───── Quoted passage
RECORD NO. 2024/140JR

BETWEEN

PZ

APPLICANT

and

THE INTERNATIONAL PROTECTION APPEALS TRIBUNAL, THE CHIEF INTERNATIONAL PROTECTION OFFICER, THE MINISTER FOR JUSTICE, IRELAND, AND THE ATTORNEY GENERAL

RESPONDENTS

JUDGMENT of Ms. Justice Hyland delivered on 31 January 2024

 

Introduction

  1. The applicant is a 31 year old Somalian national. On 26 August 2022 he arrived in the State and made an application for international protection on 29 August 2022. He averred that he sought protection on the basis that he was fleeing Al Shabbab who killed his father and two brothers. A EURODAC search on 29 August 2022 resulted in a category 1 hit with France (application on 7 October 2019). Category 1 hits also emerged with Germany (26 June 2014) and Sweden (18 December 2012). It appears he was 4 years in Germany and was refused international protection. He also made an application in France and was refused international protection there.
  2. During September 2022, the International Protection Office (the "IPO") made take back requests to Sweden and, thereafter Germany, which were both rejected. On 28 September 2022 the IPO made a take back request to France, which was accepted on 12 October 2022. The applicant was informed on 5 December 2022 that France was taking responsibility for his claim. On 19 December 2022 the applicant's solicitors submitted information to the IPO detailing the applicant's experience of homelessness and lack of safety in France. It was further detailed that he had been stabbed in Somalia and required hospital treatment. On 31 January 2023 the applicant was issued with notice that his application was being transferred to France. He appealed this decision to the International Protection Appeals Tribunal on 7 February 2023. At an oral hearing on 14 April 2023, the IPAT found that the country of origin information did not provide any information which would support a risk of degrading and inhuman treatment in France and affirmed the transfer decision.
  3. The core of the applicant's complaint at that stage was that he became homeless in Paris and was living on the streets and was robbed in the La Chapelle area of Paris, as the area was full of drugs and criminals. He identified poor reception conditions for asylum seekers, arguing that this raises a risk of harm under Article 4 of the Charter and also alleges private life rights under Article 7 Charter of Fundamental Rights of the European Union and Article 8 of the European Convention on Human Rights. Those arguments were dealt with by IPAT which found that the country of origin information indicated France was a safe country.
──────────
───── Source material
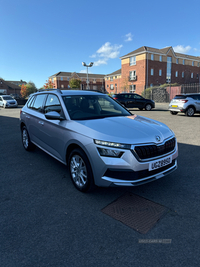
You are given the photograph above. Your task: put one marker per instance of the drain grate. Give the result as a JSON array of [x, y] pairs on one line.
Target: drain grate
[[136, 212]]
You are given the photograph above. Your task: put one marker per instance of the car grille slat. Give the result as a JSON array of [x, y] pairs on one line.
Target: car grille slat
[[152, 151]]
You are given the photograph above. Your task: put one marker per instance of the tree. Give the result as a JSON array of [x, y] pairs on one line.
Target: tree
[[48, 85], [74, 83], [24, 92]]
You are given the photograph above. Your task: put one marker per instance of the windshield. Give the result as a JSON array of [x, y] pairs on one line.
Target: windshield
[[7, 98], [85, 107]]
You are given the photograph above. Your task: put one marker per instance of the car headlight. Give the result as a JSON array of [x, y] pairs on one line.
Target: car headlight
[[109, 152]]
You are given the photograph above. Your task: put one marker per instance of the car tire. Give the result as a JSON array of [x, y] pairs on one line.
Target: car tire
[[27, 144], [148, 107], [174, 112], [190, 111], [80, 171]]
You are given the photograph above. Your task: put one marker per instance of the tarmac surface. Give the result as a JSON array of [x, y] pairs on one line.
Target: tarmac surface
[[45, 221]]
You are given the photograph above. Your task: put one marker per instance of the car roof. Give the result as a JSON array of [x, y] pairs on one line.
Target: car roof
[[70, 92]]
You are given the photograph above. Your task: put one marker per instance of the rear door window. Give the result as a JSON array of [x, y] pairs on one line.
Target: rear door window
[[38, 103]]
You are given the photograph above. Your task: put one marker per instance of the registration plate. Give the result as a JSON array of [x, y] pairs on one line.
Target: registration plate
[[156, 164]]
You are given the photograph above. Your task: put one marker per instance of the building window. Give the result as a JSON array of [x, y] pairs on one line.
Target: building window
[[132, 75], [132, 88], [132, 61]]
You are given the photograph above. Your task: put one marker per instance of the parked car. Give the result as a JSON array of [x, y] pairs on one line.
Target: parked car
[[7, 101], [102, 143], [186, 103], [131, 100]]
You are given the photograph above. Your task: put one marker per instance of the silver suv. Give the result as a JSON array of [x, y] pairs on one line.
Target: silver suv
[[186, 103], [102, 143]]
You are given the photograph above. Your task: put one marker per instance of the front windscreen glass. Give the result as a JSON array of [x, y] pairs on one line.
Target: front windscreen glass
[[85, 107]]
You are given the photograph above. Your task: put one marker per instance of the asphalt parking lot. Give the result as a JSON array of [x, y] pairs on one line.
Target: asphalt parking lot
[[45, 221]]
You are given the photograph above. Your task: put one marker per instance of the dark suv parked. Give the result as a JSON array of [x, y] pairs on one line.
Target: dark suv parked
[[131, 100]]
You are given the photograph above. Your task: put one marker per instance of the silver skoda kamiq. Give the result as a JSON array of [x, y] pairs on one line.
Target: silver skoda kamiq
[[99, 140]]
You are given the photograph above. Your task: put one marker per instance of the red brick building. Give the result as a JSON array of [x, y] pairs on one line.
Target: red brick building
[[9, 87], [147, 67], [61, 80]]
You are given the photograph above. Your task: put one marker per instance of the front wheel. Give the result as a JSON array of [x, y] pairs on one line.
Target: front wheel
[[80, 171], [148, 107], [190, 112], [26, 140]]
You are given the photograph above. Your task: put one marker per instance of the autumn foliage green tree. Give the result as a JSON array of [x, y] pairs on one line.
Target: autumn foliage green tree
[[74, 83]]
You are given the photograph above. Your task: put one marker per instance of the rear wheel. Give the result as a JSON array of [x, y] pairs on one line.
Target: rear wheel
[[148, 107], [174, 112], [26, 139], [80, 171], [190, 112]]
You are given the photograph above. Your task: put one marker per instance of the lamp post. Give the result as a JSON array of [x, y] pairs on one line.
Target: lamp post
[[89, 65]]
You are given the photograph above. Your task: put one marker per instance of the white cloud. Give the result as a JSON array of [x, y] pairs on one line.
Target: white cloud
[[129, 37], [100, 62], [106, 52], [181, 49]]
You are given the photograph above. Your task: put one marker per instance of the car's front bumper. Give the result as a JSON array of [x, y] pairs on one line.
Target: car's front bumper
[[129, 171]]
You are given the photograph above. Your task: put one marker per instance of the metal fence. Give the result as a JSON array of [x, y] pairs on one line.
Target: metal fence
[[166, 94]]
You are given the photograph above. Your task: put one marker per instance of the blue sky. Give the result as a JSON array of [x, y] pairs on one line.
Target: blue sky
[[42, 37]]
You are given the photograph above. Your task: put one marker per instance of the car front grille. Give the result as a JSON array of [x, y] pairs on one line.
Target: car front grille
[[153, 151]]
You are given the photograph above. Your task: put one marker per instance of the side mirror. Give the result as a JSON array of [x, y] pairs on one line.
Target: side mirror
[[53, 115]]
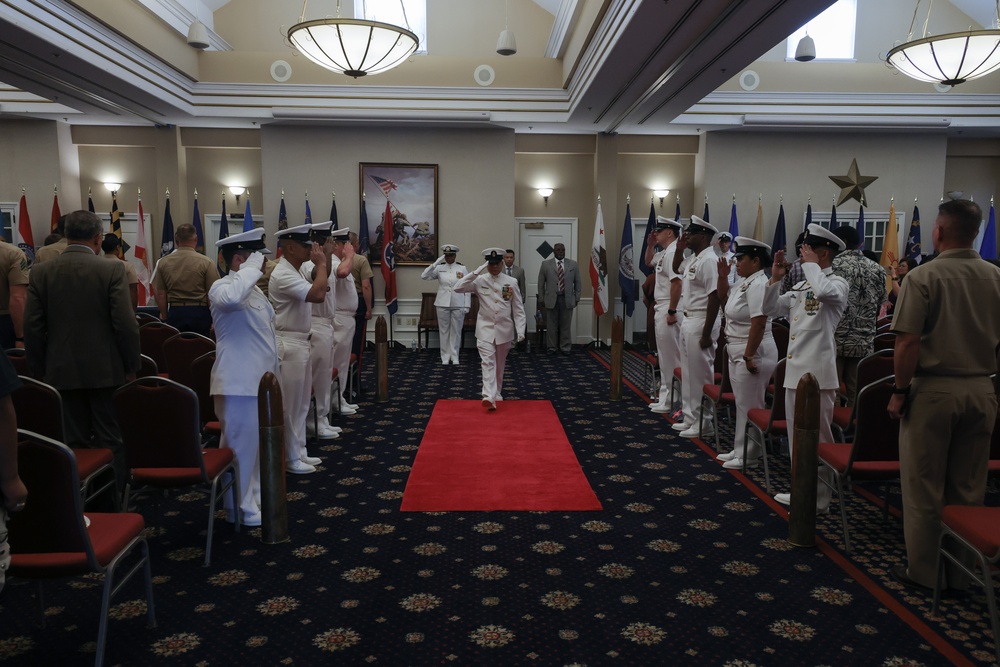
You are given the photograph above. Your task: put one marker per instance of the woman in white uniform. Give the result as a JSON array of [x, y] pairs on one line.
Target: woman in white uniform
[[451, 306], [753, 355]]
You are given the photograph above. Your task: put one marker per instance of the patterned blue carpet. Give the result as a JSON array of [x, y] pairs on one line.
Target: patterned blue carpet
[[687, 564]]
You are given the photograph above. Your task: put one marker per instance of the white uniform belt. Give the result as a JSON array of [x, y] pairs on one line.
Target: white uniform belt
[[293, 335]]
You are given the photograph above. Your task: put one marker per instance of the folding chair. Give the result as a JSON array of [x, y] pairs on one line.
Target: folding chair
[[50, 539], [874, 453], [166, 453]]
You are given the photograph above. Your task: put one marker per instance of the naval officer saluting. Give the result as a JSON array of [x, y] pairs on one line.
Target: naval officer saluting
[[501, 320]]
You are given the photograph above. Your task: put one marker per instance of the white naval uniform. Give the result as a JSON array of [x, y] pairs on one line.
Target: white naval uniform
[[321, 349], [668, 336], [501, 321], [246, 348], [451, 307], [745, 302], [346, 300], [287, 290], [700, 279], [813, 307]]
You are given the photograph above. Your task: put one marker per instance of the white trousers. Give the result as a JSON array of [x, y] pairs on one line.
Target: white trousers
[[827, 398], [343, 337], [668, 347], [749, 388], [697, 367], [494, 357], [296, 385], [450, 322], [321, 359], [240, 433]]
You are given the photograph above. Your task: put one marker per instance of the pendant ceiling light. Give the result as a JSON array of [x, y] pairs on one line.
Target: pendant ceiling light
[[948, 59], [355, 47]]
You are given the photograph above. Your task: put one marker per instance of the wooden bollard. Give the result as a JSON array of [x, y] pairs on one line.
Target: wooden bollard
[[382, 359], [805, 459], [273, 491], [617, 345]]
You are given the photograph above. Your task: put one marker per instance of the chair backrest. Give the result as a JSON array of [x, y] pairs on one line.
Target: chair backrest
[[159, 424], [201, 383], [151, 337], [428, 313], [779, 332], [38, 407], [52, 519], [180, 350], [875, 366], [876, 437]]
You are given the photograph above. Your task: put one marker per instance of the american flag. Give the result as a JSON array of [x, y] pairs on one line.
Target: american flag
[[384, 184]]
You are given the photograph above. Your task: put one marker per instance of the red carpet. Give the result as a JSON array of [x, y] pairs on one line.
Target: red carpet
[[517, 458]]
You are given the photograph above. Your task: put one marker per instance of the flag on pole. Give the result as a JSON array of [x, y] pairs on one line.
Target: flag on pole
[[780, 240], [196, 221], [650, 225], [734, 225], [363, 241], [389, 263], [55, 210], [890, 246], [248, 225], [988, 249], [861, 225], [758, 225], [141, 262], [26, 238], [167, 240], [626, 270], [223, 220], [116, 227], [913, 240], [599, 265]]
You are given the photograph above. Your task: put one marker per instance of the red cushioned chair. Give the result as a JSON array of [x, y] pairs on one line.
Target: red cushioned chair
[[38, 407], [151, 338], [180, 350], [49, 539], [166, 453], [874, 453], [977, 531], [767, 423]]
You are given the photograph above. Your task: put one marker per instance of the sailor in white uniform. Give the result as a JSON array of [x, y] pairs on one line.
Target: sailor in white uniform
[[245, 349], [813, 307], [667, 314], [753, 355], [500, 323], [451, 306]]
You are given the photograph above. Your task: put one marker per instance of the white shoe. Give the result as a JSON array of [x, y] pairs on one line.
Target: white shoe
[[298, 468]]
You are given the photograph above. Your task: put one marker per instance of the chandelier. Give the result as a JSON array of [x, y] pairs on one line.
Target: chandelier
[[948, 59], [355, 47]]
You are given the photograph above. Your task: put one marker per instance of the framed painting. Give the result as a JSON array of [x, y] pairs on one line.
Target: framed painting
[[410, 193]]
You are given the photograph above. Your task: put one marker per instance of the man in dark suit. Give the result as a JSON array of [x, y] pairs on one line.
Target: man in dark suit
[[81, 336], [559, 288]]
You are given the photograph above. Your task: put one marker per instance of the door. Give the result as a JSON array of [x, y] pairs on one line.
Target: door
[[536, 238]]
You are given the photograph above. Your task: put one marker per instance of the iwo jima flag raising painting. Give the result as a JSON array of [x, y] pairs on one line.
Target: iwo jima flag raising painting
[[411, 190]]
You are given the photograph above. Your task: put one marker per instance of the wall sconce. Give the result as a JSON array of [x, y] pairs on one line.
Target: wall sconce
[[237, 190]]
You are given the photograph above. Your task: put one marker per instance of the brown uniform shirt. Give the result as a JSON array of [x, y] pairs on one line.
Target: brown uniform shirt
[[186, 276], [13, 271]]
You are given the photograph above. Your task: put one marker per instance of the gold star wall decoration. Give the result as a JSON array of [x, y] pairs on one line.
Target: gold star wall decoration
[[853, 184]]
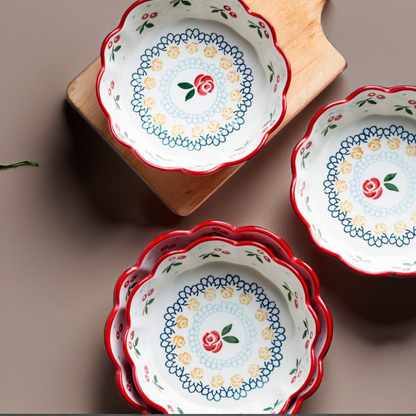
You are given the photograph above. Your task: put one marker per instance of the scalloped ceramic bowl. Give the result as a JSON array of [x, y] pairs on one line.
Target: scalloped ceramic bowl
[[221, 327], [354, 182], [180, 239], [193, 85]]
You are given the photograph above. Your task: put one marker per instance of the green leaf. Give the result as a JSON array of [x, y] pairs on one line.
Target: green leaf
[[391, 187], [226, 330], [231, 340], [390, 177], [190, 95]]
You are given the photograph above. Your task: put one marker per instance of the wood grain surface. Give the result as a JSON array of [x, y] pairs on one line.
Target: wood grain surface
[[315, 64]]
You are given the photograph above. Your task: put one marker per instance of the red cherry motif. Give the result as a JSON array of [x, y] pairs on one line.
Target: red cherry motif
[[204, 84]]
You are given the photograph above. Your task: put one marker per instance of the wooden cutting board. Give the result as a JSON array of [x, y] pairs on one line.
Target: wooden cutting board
[[315, 64]]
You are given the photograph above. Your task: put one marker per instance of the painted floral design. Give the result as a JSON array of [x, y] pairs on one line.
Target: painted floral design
[[213, 341], [203, 84]]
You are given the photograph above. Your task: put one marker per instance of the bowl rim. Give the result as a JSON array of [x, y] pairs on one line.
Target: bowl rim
[[199, 241], [296, 150], [223, 165], [235, 230]]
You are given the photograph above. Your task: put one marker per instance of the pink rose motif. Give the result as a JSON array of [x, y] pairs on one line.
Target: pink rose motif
[[204, 84], [372, 188], [212, 341]]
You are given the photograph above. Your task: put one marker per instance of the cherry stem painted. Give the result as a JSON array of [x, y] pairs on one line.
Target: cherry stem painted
[[15, 165]]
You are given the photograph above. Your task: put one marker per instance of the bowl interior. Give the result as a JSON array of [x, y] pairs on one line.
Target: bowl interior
[[356, 181], [192, 85], [220, 329]]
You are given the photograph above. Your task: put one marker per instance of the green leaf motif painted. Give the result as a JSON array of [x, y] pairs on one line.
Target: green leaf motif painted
[[231, 340], [226, 330]]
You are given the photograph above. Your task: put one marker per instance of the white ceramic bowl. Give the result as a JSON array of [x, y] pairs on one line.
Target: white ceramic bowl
[[193, 85], [180, 239], [221, 327], [354, 182]]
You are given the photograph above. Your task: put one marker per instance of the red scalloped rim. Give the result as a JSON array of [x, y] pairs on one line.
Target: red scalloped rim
[[236, 230], [225, 164], [235, 244], [294, 173]]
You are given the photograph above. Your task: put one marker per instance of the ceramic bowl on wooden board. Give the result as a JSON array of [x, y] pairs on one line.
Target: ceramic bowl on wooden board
[[221, 327], [193, 85], [116, 322], [354, 180]]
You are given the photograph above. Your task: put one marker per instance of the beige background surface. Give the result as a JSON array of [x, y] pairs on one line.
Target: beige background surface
[[70, 227]]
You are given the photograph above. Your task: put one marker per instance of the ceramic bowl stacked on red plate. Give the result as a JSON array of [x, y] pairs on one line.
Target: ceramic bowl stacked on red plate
[[291, 307]]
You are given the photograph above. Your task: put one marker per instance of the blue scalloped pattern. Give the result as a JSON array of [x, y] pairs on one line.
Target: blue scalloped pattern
[[179, 370], [334, 200], [210, 139]]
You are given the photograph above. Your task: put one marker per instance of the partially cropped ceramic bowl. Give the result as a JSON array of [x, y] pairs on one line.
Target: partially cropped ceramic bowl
[[193, 86], [180, 239], [221, 327], [354, 180]]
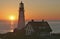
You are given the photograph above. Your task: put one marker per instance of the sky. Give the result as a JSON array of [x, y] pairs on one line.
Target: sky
[[34, 9]]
──────────
**Work instructions**:
(1) In the judgment, on what date did France accept the take back request made by the International Protection Office?
(2) Carry the judgment on from its final sentence.
The items were taken from a different source than the judgment.

**Answers to the exercise**:
(1) France accepted it on 12 October 2022.

(2)
  4. On 22 September 2023, the applicant filed a statement to ground an application for judicial review in relation to the decision of IPAT dated 22 August 2023 upholding the decision to transfer the applicant's protection claim to France as well as challenging the deportation Order.
  5. An application for an injunction/stay restraining his deportation was sought in late December 2023 and I gave an ex tempore ruling on 21 December holding that the applicant was not entitled to an injunction restraining his deportation. I considered the detriment to the respondent, in particular the fact that they would lose the right to transfer him under the regime established by the Regulation 604/2013 of the European Parliament and of the Council of 26 June 2013 (the "Dublin III Regulation"). On the other hand, I considered the detriment to the applicant, including the medical evidence in relation to his return to France. Applying the test identified in the decision in Okunade v Minister for Justice & Ors [2012] IESC 49 I held the balance of convenience was in favour of refusing the injunction/stay. Importantly, there was no reference in those proceedings to an extant application under Article 17, or to his awaiting a decision in relation to Article 17.
  6. On Friday 26 January those judicial review proceedings were withdrawn and a costs Order was made against the applicant.

Application for an injunction/stay

  1. On Monday 29 January I was told by counsel that new proceedings had been issued and was asked to hear an injunction application in those new proceedings the following day, i.e. 30 January, on the basis that the applicant had been told to report to the airport at 6.30am on Thursday 1 February and that therefore it was expected that he would be deported on that day pursuant to the deportation Order that is in existence. I agreed to hear the application and directed that the respondent be put on notice of the injunction application. The application went ahead yesterday. The respondent appeared and indicated that it was opposing the application, despite having had less than 24 hours to prepare for same and having had no opportunity to put in legal submissions or an affidavit.

Arguments of the applicant

  1. The applicant focused upon the fact that no Article 17 decision had been made, that an application for Article 17 relief had been made in December 2022, that he had been waiting ever since, that he had made additional submissions on his Article 17 application in January 2024 and that he could not be deported while his Article 17 application was pending as the arguments made had not yet been determined by the Minister and must be determined by her. He relied heavily on the pending reference in AHY v The Minister for Justice [2022] IEHC 198 and argued that, since the CJEU may decide in that case that judicial review proceedings challenging a refusal to grant Article 17 relief may have suspensive effect under Article 29 of the Dublin III Regulation, he should not be deported pending the determination of that reference. He also argues that the six-month period identified under Article 29 has not started running given that no valid transfer decision has been made since the Article 17 decision must be made at the same time as the transfer decision. Counsel accepted that the latter argument is dependent on an application for a decision under Article 17 being sought by an applicant prior to the transfer decision. He also argued the failure to provide clarity on the Article 17 process has led to confusion amongst applicants and pointed to the lack of any application process or form. He argued that the last minute nature of the application had been caused by the State's delay in adjudicating on an application that was made on 19 December 2022.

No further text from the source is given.